- _Task instructions_
Reproduce verbatim the final portion of the material below, from the line containing "For the benchmark, drop one pin per instance of the stack" through its last line, and nothing else.

- _Records to process_
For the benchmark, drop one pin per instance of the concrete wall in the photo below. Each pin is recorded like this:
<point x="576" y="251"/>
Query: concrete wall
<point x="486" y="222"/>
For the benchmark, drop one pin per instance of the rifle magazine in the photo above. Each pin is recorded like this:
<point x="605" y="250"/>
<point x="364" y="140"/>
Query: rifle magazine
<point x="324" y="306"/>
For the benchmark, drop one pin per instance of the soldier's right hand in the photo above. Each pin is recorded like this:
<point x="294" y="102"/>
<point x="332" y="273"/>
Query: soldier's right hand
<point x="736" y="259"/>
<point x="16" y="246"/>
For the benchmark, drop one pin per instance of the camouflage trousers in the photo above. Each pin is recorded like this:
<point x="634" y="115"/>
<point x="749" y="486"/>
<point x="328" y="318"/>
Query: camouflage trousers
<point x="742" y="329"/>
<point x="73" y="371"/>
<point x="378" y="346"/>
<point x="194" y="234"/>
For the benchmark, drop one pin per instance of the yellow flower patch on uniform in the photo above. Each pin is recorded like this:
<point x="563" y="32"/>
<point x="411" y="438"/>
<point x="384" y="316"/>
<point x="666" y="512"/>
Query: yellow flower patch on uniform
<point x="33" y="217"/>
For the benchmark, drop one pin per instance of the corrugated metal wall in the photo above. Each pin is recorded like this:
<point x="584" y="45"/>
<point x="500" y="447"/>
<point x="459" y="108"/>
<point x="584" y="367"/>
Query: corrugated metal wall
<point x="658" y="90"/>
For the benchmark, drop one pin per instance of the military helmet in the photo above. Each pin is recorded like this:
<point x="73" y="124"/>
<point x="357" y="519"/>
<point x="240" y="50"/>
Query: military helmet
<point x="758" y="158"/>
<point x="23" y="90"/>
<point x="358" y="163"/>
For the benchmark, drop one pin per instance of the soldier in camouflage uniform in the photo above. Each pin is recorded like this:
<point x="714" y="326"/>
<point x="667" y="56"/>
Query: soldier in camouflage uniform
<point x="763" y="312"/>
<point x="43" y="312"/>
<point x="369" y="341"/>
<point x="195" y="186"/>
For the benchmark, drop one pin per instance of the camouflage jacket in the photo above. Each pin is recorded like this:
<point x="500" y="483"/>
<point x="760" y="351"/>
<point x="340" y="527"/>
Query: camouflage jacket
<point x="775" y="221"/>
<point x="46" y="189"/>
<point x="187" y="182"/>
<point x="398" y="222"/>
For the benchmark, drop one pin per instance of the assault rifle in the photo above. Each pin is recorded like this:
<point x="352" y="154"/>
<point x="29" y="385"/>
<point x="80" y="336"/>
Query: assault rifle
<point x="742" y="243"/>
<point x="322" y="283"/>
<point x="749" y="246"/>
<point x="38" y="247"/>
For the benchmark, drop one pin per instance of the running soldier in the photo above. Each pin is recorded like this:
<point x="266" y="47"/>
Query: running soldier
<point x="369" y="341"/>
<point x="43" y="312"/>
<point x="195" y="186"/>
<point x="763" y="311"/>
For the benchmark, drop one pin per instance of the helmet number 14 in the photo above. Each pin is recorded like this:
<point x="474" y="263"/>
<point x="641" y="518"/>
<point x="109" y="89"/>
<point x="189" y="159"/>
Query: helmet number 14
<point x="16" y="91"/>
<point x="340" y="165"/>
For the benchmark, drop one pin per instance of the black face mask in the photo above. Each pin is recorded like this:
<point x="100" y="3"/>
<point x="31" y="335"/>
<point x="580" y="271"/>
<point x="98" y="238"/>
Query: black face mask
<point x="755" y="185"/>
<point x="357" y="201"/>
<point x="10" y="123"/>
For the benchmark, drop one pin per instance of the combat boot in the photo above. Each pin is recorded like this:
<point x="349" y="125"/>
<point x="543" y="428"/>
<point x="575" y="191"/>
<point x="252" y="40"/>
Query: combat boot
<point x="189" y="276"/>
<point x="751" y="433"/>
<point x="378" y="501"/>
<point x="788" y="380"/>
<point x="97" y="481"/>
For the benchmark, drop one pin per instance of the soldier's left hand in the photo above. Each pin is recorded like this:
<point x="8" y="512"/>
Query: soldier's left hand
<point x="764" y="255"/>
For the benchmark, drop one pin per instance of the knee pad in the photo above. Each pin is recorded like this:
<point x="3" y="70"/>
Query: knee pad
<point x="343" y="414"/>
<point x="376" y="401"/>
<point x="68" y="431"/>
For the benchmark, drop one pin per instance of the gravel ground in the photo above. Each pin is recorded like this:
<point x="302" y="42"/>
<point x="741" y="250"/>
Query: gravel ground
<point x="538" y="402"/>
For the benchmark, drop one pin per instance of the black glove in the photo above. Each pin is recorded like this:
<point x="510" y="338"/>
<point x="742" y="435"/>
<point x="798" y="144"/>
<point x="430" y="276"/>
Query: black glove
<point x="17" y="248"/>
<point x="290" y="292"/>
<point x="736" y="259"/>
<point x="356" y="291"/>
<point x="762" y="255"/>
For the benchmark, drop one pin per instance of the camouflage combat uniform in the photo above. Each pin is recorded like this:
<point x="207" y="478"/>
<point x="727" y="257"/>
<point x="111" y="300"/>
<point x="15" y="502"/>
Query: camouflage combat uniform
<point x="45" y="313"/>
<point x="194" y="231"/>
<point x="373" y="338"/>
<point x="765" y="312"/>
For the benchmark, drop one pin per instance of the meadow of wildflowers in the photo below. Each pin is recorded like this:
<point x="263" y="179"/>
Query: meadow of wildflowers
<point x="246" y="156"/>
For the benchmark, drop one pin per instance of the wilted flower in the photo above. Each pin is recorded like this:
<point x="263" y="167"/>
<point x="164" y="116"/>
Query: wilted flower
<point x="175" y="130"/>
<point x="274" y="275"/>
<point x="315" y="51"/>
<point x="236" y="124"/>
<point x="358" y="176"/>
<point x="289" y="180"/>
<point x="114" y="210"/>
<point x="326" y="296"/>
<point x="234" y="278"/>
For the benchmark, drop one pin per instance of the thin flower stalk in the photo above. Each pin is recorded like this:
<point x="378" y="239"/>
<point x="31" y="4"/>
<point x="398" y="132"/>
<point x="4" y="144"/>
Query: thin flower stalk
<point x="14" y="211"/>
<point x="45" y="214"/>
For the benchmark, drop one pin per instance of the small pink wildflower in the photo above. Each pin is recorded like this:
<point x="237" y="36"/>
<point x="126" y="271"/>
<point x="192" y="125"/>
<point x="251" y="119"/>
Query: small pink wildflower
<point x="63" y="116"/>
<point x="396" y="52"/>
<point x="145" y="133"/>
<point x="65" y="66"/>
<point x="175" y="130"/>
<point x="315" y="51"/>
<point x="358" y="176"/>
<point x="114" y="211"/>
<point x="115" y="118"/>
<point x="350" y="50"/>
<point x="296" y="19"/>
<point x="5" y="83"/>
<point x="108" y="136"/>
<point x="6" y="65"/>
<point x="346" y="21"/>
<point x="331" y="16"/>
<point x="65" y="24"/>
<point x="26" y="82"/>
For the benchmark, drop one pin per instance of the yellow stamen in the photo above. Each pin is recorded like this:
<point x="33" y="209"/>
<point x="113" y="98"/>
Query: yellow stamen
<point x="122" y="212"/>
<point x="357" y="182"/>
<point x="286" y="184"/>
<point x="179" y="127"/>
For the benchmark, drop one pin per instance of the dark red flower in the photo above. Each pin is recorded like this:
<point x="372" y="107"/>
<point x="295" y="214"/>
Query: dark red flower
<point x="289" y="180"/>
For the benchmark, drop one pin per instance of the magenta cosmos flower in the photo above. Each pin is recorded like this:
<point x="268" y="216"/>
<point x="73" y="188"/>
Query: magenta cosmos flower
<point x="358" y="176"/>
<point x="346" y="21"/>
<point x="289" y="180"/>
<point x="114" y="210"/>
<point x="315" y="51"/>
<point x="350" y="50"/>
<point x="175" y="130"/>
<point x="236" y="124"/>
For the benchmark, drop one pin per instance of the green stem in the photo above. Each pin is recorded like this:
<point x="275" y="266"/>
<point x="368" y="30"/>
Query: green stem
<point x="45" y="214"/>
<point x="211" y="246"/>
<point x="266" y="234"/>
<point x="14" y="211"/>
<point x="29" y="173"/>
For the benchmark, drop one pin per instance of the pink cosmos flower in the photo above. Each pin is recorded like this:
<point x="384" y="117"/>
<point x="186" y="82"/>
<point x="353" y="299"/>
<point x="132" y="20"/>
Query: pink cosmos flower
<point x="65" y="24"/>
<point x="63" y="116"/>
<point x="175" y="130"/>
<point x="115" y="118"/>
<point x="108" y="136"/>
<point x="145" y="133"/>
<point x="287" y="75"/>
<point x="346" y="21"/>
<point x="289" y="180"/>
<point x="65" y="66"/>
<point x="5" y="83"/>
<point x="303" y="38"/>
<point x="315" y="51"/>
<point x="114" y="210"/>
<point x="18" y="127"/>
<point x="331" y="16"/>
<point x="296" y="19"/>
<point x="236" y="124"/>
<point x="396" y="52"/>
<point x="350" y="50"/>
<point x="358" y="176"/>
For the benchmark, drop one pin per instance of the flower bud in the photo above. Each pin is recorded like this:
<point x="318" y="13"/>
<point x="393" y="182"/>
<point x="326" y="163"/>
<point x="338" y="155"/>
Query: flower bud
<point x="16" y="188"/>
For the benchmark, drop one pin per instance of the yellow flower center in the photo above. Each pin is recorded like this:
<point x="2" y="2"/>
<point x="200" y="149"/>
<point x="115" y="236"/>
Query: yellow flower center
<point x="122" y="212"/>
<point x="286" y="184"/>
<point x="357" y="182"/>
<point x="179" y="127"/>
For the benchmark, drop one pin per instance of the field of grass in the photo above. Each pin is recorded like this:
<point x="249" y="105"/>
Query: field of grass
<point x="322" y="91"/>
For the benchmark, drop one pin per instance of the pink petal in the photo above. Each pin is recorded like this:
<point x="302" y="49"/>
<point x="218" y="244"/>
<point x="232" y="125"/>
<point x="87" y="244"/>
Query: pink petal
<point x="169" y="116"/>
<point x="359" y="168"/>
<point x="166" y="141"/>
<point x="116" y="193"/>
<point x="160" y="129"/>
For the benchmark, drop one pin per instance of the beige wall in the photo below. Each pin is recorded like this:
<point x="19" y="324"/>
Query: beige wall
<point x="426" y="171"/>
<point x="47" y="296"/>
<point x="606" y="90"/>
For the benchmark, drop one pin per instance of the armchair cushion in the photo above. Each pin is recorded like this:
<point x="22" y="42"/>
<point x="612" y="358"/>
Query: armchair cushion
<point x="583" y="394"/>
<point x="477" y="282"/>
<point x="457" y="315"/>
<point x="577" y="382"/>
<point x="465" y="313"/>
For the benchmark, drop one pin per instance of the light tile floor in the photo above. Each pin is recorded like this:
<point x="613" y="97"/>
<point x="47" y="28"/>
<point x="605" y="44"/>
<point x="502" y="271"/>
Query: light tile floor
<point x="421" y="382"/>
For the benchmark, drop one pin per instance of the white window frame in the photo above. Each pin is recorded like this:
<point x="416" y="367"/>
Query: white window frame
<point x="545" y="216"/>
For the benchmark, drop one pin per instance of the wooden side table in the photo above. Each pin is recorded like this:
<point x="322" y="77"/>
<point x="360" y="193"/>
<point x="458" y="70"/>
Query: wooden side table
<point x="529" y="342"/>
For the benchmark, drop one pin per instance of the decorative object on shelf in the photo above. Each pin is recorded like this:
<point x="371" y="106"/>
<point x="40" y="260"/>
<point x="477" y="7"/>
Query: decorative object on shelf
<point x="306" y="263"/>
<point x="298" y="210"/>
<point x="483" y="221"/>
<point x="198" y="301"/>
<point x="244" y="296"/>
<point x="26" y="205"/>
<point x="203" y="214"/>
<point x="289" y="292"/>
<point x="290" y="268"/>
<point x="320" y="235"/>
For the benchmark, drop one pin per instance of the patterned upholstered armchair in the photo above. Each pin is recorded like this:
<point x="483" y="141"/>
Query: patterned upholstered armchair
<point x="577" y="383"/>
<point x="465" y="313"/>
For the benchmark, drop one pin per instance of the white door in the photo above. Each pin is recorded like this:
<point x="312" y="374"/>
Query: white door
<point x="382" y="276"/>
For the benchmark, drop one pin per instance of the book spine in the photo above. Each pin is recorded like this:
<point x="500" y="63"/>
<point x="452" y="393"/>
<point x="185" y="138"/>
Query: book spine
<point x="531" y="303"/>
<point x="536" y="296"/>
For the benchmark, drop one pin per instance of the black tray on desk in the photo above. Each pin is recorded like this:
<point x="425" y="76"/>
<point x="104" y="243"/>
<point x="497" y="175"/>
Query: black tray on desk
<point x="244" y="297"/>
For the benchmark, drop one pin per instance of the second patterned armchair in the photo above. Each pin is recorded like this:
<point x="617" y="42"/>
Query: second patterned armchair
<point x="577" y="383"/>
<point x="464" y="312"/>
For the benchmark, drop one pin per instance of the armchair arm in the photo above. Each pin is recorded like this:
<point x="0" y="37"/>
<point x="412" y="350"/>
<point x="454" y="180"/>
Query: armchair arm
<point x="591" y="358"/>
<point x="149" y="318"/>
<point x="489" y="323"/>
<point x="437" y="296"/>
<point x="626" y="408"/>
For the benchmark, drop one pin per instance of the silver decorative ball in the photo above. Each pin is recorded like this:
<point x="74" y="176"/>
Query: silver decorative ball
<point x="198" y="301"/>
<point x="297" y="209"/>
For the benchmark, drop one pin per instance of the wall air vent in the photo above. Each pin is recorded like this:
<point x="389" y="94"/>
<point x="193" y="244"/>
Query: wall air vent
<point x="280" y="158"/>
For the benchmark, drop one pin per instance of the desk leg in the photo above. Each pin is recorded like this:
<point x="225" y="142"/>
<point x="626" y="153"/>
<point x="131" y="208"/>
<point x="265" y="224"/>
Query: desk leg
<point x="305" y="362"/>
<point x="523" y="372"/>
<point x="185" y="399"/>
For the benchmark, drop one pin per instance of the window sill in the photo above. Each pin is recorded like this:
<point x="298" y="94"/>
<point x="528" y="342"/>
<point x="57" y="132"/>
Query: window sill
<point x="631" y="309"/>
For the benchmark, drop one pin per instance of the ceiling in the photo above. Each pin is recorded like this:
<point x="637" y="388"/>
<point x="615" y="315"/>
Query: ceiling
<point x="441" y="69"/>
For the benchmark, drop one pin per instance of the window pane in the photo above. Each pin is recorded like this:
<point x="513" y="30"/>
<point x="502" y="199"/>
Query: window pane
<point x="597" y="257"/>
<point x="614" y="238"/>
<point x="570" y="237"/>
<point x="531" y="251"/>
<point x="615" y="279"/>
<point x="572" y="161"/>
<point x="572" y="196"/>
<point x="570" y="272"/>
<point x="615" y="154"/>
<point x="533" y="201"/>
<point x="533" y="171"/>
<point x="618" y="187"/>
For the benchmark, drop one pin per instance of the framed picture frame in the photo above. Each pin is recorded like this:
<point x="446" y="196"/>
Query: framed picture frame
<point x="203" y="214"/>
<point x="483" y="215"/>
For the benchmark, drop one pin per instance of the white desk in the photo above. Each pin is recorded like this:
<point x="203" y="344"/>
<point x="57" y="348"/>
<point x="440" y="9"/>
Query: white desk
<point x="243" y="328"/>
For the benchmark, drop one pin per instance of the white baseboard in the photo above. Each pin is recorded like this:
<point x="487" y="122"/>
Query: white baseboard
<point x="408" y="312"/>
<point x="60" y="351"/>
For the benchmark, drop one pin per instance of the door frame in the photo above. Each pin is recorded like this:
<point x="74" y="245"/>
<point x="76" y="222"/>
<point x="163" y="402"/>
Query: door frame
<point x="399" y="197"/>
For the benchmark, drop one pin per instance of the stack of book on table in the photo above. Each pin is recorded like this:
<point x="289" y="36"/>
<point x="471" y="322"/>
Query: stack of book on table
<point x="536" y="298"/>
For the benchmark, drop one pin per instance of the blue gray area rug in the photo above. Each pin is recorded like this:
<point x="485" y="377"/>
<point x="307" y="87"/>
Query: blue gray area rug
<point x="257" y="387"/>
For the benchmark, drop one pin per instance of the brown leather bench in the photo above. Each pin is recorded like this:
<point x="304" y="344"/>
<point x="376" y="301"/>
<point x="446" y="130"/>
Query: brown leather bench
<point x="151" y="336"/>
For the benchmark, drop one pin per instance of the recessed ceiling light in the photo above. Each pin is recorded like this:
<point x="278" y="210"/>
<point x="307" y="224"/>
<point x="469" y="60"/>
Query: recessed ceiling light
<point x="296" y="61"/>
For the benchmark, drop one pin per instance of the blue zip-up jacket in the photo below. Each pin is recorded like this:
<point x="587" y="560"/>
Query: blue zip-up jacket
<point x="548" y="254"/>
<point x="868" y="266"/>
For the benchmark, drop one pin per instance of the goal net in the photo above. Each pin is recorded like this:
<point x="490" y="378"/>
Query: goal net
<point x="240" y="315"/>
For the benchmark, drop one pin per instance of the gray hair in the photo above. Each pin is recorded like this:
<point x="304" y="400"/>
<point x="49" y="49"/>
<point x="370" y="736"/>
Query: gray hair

- _Result for this task_
For the benchmark, drop one pin per instance of the stack of book on table in the photo above. Each pin is recorded like this:
<point x="289" y="36"/>
<point x="471" y="322"/>
Query: stack of book on table
<point x="536" y="298"/>
For the benchmark, drop one pin per instance of the blue gray area rug in the photo above. Each pin is recorded like this:
<point x="485" y="377"/>
<point x="307" y="87"/>
Query: blue gray area rug
<point x="257" y="387"/>
For the benchmark, drop one pin per instance of the brown leather bench in the photo above. Each pin is recorded like this:
<point x="304" y="344"/>
<point x="376" y="301"/>
<point x="446" y="130"/>
Query: brown leather bench
<point x="151" y="336"/>
For the benchmark, drop one pin per instance of the recessed ceiling light in the photo above. Each pin is recorded like this:
<point x="278" y="210"/>
<point x="307" y="224"/>
<point x="469" y="60"/>
Query: recessed ceiling light
<point x="296" y="61"/>
For the benchmark, drop one pin per instance of the blue zip-up jacket in the photo below. Each pin is recorded like this:
<point x="587" y="560"/>
Query: blue zip-up jacket
<point x="548" y="254"/>
<point x="868" y="266"/>
For the benchmark, drop one pin per instance of the goal net in the photo above. Each pin is recorded like this:
<point x="490" y="378"/>
Query: goal net
<point x="240" y="315"/>
For the benchmark, drop one pin per instance of the gray hair in the photo above. Each pin is recorded like this:
<point x="304" y="400"/>
<point x="49" y="49"/>
<point x="370" y="736"/>
Query: gray hair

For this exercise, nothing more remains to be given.